**Exercise prompt:** Starting with the line that contains "Where can you find the checkered" and stopping after the line that contains "Where can you find the colorful", copy the entries below exactly. Include nothing else.
*** Begin section ***
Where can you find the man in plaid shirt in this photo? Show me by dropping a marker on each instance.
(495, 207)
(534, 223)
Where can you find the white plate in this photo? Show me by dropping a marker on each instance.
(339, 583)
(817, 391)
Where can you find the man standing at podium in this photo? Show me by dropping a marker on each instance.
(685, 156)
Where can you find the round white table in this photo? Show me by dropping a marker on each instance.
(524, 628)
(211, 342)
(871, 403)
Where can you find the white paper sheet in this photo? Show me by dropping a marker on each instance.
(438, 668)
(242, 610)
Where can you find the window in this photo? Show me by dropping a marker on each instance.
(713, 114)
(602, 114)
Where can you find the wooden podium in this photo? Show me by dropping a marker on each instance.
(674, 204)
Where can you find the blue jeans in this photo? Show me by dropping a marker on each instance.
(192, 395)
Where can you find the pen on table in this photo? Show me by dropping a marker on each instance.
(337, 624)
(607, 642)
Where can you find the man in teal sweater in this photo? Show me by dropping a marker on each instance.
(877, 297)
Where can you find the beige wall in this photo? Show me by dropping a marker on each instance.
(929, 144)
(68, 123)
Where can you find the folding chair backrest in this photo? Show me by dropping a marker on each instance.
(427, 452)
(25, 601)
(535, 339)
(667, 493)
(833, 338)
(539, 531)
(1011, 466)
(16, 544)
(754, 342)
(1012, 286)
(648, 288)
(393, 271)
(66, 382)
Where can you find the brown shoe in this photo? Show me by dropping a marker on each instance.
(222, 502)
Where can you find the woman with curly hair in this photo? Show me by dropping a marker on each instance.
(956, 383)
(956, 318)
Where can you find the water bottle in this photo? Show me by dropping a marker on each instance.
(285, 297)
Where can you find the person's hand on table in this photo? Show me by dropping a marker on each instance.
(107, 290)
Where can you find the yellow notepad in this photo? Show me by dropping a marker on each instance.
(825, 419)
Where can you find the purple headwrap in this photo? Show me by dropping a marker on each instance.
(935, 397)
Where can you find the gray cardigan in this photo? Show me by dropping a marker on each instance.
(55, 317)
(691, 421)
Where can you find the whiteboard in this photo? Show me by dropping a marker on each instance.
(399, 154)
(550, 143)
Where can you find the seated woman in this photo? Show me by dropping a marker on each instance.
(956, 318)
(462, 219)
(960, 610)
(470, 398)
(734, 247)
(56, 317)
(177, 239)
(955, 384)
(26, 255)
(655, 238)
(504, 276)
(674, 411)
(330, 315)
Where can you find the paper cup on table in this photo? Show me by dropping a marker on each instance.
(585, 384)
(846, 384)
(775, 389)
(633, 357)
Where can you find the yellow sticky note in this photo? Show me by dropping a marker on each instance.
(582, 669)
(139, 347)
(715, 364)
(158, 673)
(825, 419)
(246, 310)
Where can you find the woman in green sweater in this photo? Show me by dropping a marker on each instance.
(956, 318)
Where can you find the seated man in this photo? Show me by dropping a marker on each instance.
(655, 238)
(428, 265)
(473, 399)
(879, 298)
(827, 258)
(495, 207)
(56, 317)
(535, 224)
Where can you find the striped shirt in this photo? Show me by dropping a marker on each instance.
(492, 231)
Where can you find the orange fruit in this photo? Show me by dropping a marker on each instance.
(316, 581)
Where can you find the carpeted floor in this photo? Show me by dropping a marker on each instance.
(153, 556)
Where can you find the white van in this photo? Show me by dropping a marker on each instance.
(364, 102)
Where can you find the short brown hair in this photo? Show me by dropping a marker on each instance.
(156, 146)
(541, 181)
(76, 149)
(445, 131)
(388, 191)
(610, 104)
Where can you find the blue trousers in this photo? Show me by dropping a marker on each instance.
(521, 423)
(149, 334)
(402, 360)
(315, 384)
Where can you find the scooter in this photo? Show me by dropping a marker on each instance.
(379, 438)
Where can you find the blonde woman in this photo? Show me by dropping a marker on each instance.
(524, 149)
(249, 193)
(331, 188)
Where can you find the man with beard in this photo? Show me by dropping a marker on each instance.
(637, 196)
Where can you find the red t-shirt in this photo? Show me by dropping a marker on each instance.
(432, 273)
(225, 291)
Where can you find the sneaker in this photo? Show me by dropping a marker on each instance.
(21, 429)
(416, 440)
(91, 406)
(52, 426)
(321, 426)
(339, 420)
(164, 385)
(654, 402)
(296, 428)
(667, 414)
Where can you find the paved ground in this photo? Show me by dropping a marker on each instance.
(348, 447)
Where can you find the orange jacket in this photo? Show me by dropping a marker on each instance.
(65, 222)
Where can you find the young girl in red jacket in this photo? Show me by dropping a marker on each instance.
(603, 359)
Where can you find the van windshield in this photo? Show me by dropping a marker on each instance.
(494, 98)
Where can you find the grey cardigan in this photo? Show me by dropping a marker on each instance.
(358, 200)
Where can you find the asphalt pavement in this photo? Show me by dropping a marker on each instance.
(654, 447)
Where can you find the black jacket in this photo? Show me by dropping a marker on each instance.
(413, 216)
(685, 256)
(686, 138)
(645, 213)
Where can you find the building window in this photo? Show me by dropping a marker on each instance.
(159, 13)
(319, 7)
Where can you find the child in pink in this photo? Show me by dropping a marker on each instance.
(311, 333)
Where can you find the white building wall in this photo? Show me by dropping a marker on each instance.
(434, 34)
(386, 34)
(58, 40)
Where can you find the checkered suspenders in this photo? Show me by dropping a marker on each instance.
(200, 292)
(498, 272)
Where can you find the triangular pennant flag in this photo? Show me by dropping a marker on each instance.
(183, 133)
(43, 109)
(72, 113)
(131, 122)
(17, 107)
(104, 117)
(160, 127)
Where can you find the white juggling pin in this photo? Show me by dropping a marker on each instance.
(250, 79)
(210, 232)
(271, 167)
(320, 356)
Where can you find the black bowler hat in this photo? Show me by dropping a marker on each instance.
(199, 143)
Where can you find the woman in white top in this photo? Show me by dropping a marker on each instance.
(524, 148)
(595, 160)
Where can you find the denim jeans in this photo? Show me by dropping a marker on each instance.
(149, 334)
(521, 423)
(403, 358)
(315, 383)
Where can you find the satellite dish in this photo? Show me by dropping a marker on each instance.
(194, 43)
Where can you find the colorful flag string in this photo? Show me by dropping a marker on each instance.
*** End section ***
*** Begin section ***
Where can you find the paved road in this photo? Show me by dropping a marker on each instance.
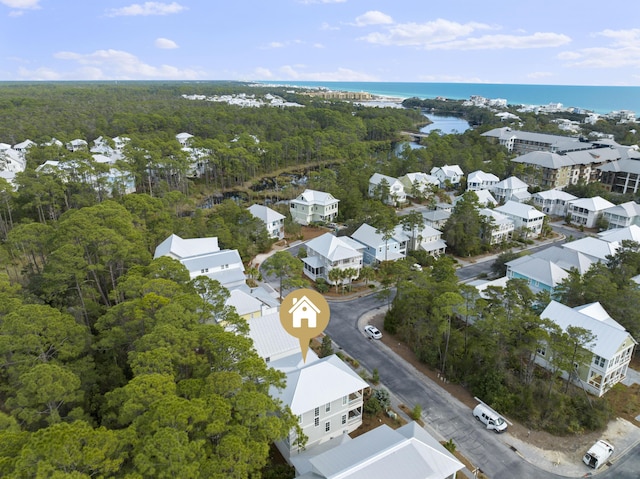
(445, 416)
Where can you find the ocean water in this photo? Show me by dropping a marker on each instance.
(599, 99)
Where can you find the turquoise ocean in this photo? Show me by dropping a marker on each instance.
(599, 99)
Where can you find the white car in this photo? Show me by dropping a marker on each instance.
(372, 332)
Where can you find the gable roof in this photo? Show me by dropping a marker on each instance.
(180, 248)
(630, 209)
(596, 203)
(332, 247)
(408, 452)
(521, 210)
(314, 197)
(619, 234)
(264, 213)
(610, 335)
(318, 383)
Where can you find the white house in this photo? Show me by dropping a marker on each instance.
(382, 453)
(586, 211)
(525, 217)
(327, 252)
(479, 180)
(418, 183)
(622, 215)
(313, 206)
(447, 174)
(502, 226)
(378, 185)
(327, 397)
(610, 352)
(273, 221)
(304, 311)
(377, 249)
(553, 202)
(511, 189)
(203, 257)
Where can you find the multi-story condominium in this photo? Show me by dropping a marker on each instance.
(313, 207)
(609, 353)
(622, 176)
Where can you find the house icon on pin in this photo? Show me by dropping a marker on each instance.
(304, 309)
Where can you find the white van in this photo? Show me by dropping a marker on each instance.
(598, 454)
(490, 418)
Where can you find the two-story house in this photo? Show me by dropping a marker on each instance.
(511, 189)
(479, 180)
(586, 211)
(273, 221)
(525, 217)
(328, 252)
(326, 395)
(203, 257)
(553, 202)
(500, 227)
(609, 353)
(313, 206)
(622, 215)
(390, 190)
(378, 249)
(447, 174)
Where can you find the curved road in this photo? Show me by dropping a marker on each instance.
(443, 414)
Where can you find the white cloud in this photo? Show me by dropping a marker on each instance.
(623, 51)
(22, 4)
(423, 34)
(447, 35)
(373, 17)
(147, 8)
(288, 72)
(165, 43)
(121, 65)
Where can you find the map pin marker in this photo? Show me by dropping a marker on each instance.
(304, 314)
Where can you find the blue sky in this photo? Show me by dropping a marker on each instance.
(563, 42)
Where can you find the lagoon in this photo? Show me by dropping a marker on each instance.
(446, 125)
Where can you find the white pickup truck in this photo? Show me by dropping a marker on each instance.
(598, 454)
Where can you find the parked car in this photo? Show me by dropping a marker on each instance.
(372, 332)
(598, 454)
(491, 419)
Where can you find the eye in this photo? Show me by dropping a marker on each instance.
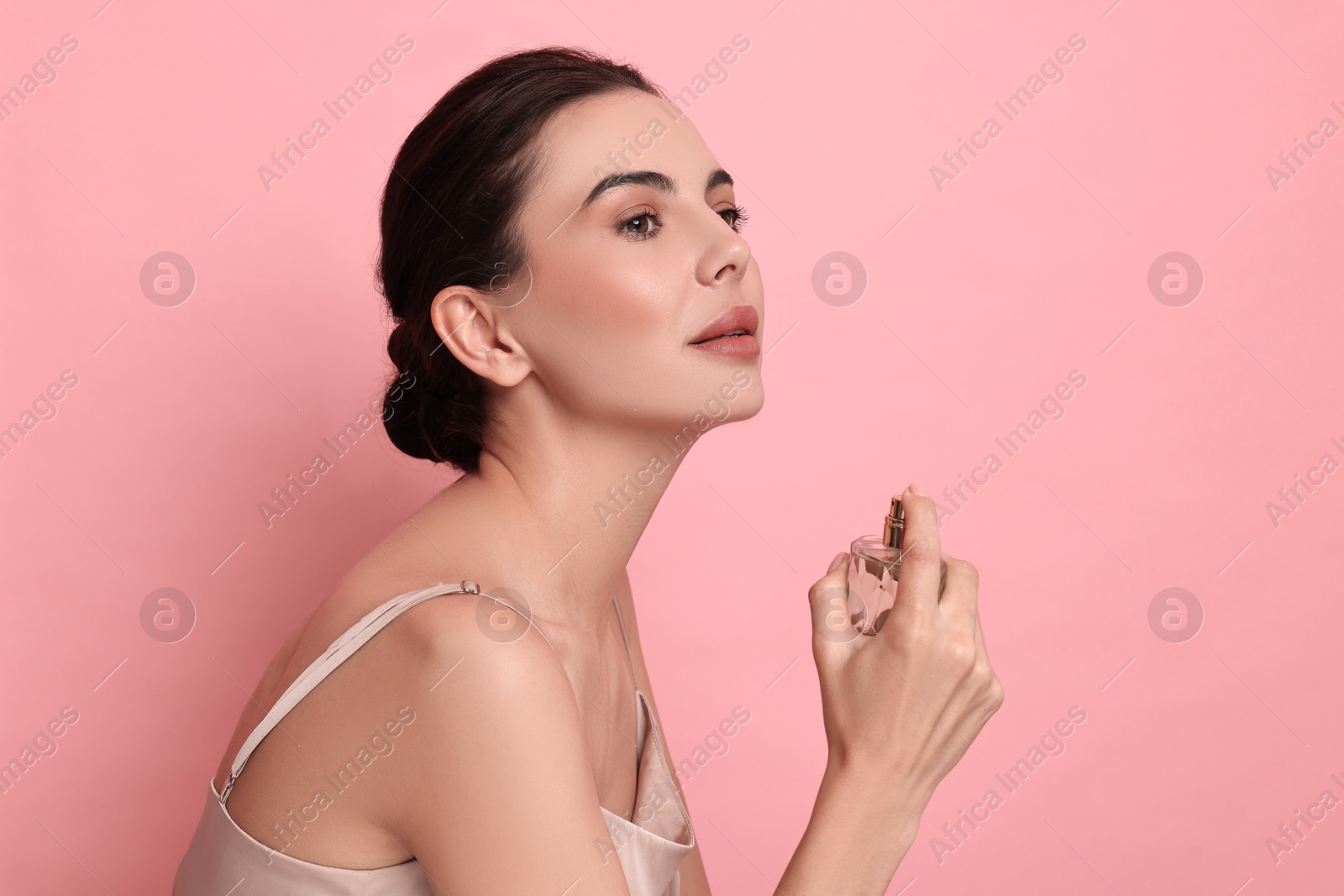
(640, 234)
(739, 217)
*** End section ***
**Your solution:**
Where can you find the checkered suspenders in this photo? Show me by dropping a marker on each instance.
(200, 292)
(498, 272)
Where can you find the triangular pennant flag in this photo? Show me by dropping a marker on each instance.
(183, 133)
(43, 109)
(72, 113)
(131, 122)
(17, 107)
(104, 117)
(160, 127)
Where can you find the white juggling pin in this photo? Show me by dropping a marker on each instance.
(250, 79)
(210, 232)
(271, 167)
(320, 356)
Where can you find the black bowler hat in this photo? Show me by dropping a marker on each instance.
(199, 143)
Where can you find the woman in white top in this photo? Show me by dropping a marker on each instance.
(524, 148)
(595, 160)
Where can you find the denim jeans in this photo? Show me by dropping a marker on each instance.
(149, 334)
(521, 423)
(403, 358)
(315, 383)
Where can you find the satellite dish in this photo? Show me by dropping a marker on each instance.
(194, 43)
Where can you find the colorful flag string in this photo? Show me by dropping a marker on each instance.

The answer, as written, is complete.